## WHAT YOU ARE ASKED TO DO
Go through the material line by line. Say how many lines contain the word "tire", and give nothing more.

## EXERCISE INPUTS
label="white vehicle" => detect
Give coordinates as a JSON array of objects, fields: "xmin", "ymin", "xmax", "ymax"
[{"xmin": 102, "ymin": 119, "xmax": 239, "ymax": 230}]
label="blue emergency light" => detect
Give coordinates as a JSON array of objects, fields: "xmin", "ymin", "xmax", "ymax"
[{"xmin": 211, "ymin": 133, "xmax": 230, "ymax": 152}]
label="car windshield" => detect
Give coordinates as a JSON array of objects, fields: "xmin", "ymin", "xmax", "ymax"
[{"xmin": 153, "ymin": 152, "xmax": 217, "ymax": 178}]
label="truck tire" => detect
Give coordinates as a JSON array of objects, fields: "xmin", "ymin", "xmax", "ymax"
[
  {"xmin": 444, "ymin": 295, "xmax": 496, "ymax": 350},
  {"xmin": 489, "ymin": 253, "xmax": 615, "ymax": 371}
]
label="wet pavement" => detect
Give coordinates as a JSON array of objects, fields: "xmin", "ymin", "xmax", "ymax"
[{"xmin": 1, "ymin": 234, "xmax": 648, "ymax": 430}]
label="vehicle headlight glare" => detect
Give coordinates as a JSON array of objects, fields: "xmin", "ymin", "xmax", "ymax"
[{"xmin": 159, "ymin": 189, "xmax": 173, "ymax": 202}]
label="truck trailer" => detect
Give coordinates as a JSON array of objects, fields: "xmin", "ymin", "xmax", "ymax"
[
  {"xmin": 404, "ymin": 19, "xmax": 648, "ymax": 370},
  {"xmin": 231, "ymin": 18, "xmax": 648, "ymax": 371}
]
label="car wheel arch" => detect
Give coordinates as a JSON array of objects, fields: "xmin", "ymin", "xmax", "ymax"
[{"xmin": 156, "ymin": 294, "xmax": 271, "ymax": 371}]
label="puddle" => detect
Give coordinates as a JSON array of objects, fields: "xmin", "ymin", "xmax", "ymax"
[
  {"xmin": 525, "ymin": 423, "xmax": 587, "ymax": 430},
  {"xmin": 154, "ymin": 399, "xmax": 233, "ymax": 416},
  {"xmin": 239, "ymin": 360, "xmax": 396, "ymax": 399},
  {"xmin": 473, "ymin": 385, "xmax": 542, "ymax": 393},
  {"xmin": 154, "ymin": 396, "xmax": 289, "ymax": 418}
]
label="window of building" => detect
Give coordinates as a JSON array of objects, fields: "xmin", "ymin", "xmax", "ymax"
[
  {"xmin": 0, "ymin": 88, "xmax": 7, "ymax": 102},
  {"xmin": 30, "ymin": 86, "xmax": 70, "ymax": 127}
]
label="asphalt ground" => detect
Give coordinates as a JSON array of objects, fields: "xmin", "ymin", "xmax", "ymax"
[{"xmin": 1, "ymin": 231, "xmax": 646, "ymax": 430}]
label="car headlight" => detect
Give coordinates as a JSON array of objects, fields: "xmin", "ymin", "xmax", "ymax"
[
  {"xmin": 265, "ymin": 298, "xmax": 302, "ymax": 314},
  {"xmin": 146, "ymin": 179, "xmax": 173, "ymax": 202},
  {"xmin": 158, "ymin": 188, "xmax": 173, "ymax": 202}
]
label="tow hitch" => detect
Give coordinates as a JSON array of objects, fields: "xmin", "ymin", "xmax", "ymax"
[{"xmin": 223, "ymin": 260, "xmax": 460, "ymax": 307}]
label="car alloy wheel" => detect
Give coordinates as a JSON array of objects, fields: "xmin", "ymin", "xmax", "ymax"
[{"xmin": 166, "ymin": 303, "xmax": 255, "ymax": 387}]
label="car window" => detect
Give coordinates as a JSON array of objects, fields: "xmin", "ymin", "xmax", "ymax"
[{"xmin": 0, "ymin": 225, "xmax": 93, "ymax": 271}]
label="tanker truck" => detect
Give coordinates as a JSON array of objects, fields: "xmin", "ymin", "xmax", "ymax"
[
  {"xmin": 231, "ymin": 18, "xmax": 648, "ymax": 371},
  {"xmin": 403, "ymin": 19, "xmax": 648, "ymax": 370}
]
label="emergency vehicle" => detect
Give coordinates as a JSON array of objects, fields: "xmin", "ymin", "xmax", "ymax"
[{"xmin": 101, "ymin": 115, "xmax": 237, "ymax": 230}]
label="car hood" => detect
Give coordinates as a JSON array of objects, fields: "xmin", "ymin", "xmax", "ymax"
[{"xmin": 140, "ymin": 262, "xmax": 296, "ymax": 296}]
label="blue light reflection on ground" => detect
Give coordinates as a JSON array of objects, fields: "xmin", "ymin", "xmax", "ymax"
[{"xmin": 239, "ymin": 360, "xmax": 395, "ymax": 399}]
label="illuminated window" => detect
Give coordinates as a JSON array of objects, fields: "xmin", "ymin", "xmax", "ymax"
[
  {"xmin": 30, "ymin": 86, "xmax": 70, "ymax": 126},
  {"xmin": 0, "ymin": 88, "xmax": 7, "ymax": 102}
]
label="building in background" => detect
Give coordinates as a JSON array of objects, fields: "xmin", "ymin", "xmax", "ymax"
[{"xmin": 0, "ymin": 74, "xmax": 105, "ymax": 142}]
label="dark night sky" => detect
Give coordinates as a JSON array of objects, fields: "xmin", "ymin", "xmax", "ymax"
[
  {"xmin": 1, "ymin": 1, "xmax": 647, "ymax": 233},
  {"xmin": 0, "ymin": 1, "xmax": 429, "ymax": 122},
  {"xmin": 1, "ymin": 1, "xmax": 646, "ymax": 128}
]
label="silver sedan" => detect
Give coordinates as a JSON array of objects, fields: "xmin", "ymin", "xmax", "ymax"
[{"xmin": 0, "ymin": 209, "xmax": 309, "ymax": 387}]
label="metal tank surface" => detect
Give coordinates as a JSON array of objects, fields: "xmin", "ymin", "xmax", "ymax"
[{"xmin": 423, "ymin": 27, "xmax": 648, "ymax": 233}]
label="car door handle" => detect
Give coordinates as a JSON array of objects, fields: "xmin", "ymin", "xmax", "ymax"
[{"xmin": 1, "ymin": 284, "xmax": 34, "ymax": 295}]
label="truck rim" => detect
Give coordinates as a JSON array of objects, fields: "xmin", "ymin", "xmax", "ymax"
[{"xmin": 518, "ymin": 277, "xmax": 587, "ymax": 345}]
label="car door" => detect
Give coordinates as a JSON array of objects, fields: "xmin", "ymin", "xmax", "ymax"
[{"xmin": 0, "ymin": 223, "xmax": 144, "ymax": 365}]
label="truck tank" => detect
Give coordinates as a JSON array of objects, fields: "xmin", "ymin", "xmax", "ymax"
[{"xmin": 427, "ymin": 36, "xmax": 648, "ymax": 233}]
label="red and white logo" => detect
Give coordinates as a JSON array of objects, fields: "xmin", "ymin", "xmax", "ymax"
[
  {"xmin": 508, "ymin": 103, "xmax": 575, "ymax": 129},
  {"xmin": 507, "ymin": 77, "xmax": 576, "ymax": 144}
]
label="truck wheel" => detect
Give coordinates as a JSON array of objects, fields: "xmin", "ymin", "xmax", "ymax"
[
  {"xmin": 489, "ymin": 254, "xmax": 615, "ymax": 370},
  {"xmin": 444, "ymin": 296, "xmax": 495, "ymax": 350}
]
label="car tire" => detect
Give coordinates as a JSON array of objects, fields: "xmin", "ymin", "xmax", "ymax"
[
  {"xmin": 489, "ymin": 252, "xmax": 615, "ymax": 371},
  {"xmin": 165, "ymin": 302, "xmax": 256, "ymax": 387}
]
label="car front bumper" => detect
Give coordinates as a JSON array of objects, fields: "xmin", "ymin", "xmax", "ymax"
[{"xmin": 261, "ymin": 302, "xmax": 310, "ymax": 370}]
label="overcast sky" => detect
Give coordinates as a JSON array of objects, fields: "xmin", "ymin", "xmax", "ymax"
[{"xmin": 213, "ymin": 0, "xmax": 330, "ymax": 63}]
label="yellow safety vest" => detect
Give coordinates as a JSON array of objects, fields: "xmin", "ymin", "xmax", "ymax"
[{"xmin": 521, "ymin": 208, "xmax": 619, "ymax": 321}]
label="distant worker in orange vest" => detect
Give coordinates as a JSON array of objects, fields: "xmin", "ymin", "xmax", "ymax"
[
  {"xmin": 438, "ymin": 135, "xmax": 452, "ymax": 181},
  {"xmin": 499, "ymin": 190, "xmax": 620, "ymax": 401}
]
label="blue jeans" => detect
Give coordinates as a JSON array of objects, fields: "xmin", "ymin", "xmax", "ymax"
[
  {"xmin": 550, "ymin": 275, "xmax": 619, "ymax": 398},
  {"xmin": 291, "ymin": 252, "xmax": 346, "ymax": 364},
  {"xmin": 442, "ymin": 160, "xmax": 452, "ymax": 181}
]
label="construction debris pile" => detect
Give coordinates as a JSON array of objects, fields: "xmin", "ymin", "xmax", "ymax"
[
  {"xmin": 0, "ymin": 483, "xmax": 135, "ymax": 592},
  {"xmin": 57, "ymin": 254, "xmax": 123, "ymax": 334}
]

## TASK SOLUTION
2